▸ 选段
另外, 由于 Alpine 基于 musl 而不是 glibc, 并且 gcc 版本较高 (检查更严格), 需要进行额外的适配.

diff --git a/katcp/dispatch.c b/katcp/dispatch.c
index 87be231..42bda81 100644
--- a/katcp/dispatch.c
+++ b/katcp/dispatch.c
@@ -2251,6 +2251,10 @@ int append_args_katcp(struct katcp_dispatch *d, int flags, char *fmt, ...)
   return result;
 }
 
+#ifdef KATCP_EXPERIMENTAL
+int append_end_flat_katcp(struct katcp_dispatch *d);
+#endif
+
 int append_end_katcp(struct katcp_dispatch *d)
 {
   sane_katcp(d);
diff --git a/katcp/job.c b/katcp/job.c
index 4ddf491..0b646e2 100644
--- a/katcp/job.c
+++ b/katcp/job.c
@@ -13,6 +13,9 @@
 #include <sysexits.h>
 
 #include <sys/wait.h>
+#ifndef WAIT_ANY
+# define WAIT_ANY      (-1)
+#endif
 #include <sys/types.h>
 #include <sys/socket.h>

随后进行编译安装,

make -j`nproc`
sudo make install
cd tcpborphserver3
make -j`nproc`
sudo make install

这将把程序安装到 /usr/local/bin/usr/local/lib.

3. 设置 katcpd

其实只是让 tcpborphserver3 开机自动启动.

由于 Alpine 似乎使用 init.d, 使用以下配置文件作为 /etc/init.d/katcpd; 注意由于未知原因, tcpborphserver3 在后台模式下无法正常工作, 因此使用 -f 指定前台模式并手动置于后台.

#!/usr/bin/env bash


start() {
  echo "STARTING"
  #tcpborphserver3 -b /bofs -l /logs/tcpborphserver3.log
  sh -c "tcpborphserver3 -b /bofs -l /logs/tcpborphserver3.log -f" &
}

stop() {
  echo "STOPPING"
  pkill -9 tcpborphserver3
}

case "$1" in
        start)
                start
                ;;
        stop)

▸ 简短任务 A
把下面这些记录整理成一个 JSON 字符串列表，每行算一个字符串，空行略过。所有记录都要包括进去。

▸ 数据行
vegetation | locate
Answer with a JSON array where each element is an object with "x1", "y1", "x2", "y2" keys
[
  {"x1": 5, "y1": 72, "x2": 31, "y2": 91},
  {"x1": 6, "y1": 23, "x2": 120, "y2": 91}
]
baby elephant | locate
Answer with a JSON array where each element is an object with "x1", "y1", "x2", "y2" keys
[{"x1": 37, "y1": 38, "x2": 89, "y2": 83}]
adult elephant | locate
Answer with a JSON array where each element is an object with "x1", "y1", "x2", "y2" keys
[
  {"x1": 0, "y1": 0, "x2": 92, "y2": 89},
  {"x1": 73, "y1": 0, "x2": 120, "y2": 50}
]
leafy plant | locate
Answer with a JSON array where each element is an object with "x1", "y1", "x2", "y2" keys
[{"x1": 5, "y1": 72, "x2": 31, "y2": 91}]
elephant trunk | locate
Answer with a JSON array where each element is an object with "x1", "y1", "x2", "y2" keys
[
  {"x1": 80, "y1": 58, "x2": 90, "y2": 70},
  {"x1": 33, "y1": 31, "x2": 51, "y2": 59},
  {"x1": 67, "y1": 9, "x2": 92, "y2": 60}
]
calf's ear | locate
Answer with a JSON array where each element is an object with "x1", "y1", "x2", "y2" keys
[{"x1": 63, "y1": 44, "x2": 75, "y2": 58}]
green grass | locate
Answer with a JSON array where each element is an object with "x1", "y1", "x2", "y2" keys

▸ 简短任务 B
请照抄上面选段中的一部分：从含有“return result;”的那句开始，一直抄到“append_end_katcp(struct katcp_dispatch *d)”为止。

▸ 完整答案 A
[
  "vegetation | locate",
  "Answer with a JSON array where each element is an object with \"x1\", \"y1\", \"x2\", \"y2\" keys",
  "[",
  "  {\"x1\": 5, \"y1\": 72, \"x2\": 31, \"y2\": 91},",
  "  {\"x1\": 6, \"y1\": 23, \"x2\": 120, \"y2\": 91}",
  "]",
  "baby elephant | locate",
  "Answer with a JSON array where each element is an object with \"x1\", \"y1\", \"x2\", \"y2\" keys",
  "[{\"x1\": 37, \"y1\": 38, \"x2\": 89, \"y2\": 83}]",
  "adult elephant | locate",
  "Answer with a JSON array where each element is an object with \"x1\", \"y1\", \"x2\", \"y2\" keys",
  "[",
  "  {\"x1\": 0, \"y1\": 0, \"x2\": 92, \"y2\": 89},",
  "  {\"x1\": 73, \"y1\": 0, \"x2\": 120, \"y2\": 50}",
  "]",
  "leafy plant | locate",
  "Answer with a JSON array where each element is an object with \"x1\", \"y1\", \"x2\", \"y2\" keys",
  "[{\"x1\": 5, \"y1\": 72, \"x2\": 31, \"y2\": 91}]",
  "elephant trunk | locate",
  "Answer with a JSON array where each element is an object with \"x1\", \"y1\", \"x2\", \"y2\" keys",
  "[",
  "  {\"x1\": 80, \"y1\": 58, \"x2\": 90, \"y2\": 70},",
  "  {\"x1\": 33, \"y1\": 31, \"x2\": 51, \"y2\": 59},",
  "  {\"x1\": 67, \"y1\": 9, \"x2\": 92, \"y2\": 60}",
  "]",
  "calf's ear | locate",
  "Answer with a JSON array where each element is an object with \"x1\", \"y1\", \"x2\", \"y2\" keys",
  "[{\"x1\": 63, \"y1\": 44, \"x2\": 75, \"y2\": 58}]",
  "green grass | locate",
  "Answer with a JSON array where each element is an object with \"x1\", \"y1\", \"x2\", \"y2\" keys"
]

▸ 完整答案 B
return result;
 }
 
+#ifdef KATCP_EXPERIMENTAL
+int append_end_flat_katcp(struct katcp_dispatch *d);
+#endif
+
 int append_end_katcp(struct katcp_dispatch *d)